## Study text
• • •
Return to the fields
In the Spring of 405, Tao Yuanming was serving in the army, as aide-de-camp to the local commanding officer. The death of his sister together with his disgust at the corruption and infighting of the Jin Court prompted him to resign. As Tao himself put it, he would not "bow like a servant in return for five pecks of grain" (為五斗米折腰 wèi wǔ dǒu mǐ zhé yāo), a saying which has entered common usage meaning "swallowing one's pride in exchange for a meager existence". 'Five pecks of grain' was among other things the specified salary of certain low-rank officials. Certainly Tao Yuanming's salary as Penze County Magistrate was far higher than five pecks, so this was a symbolic expression. For the last 22 years of his life, he lived in retirement on his small farmstead.
Children and family
Tao Yuanming married two times. His first wife died when he was in his thirties.
Tao Yuanming had five sons. The oldest son was Tao Yan, as mentioned in his letter "A Letter to My Sons Yan, Etc.", a sort of apology for any hunger or cold which they suffered as a result of following his ideal and conscience and not working for the government any more. The daughters, if any, were unrecorded (as customary). However, just how this occurred within the chronology of his life is unknown.
Religious and philosophical influences
Tao Yuanming's works show a certain spiritual side to them. The three main sources of religious/philosophical influence on Tao Yuanming were Confucian, Buddhist, and Taoist.
In his youth, Tao says, "I enjoyed studying the Six Classics." He mentions this in Title 16 of his Drinking Poems series. The Six Classics refers to the Six Confucian Classics (now the Five Classics, due to the loss of the Book of Music), fundamental Confucian texts. Tao shows his Daoist influence in various works, for example, such lines as "I long to return to Nature" from his poem "Returning to Country and Farming", or his sentiments in his essay "Return", deprecating artificial limits or restrictions in interpersonal relationships, and the desire for a simple life, with Nature taking its course. Also in "Returning to Country and Farming", Tao Yuanming shows a Buddhist side (although he never formally became a Buddhist): "Life is like an illusion; everything returns to emptiness," he says, echoing the Buddhist sutras. His ability to absorb and creatively employ the three diverse religions/philosophies leads Florence Chia-ying Yeh to say: "Among the Chinese poets, Tao Yuanming had the greatest perseverance and integrity. His power to persevere was based upon his acceptance and absorption of the essentials of various philosophies, such as Confucianism, Taoism, and Buddhism. He mastered not only the external words, doctrines, and rituals, but also had a thorough internal understanding and acceptance of the best and most valuable parts of those schools of thought."
• • •
## Data excerpt
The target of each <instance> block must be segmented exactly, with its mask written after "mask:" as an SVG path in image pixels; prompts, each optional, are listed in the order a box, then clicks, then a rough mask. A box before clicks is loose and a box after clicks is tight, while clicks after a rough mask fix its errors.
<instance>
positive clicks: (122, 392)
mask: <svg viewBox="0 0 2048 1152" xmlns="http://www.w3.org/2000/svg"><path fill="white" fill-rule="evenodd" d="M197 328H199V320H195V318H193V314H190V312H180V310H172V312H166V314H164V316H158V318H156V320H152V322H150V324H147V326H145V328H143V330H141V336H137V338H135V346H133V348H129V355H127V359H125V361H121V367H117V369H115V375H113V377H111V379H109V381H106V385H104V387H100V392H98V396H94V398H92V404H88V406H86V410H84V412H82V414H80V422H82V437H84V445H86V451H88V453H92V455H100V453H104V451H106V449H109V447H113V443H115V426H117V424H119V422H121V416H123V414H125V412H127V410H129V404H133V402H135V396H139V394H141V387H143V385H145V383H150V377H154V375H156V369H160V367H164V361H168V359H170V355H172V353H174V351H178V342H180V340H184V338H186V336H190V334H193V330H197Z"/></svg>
• • •
## Exercise
Reproduce the passage on Tao Yuanming from "Religious and philosophical" up to and including "Buddhist, and Taoist.".

## Answer for this exercise
Religious and philosophical influences
Tao Yuanming's works show a certain spiritual side to them. The three main sources of religious/philosophical influence on Tao Yuanming were Confucian, Buddhist, and Taoist.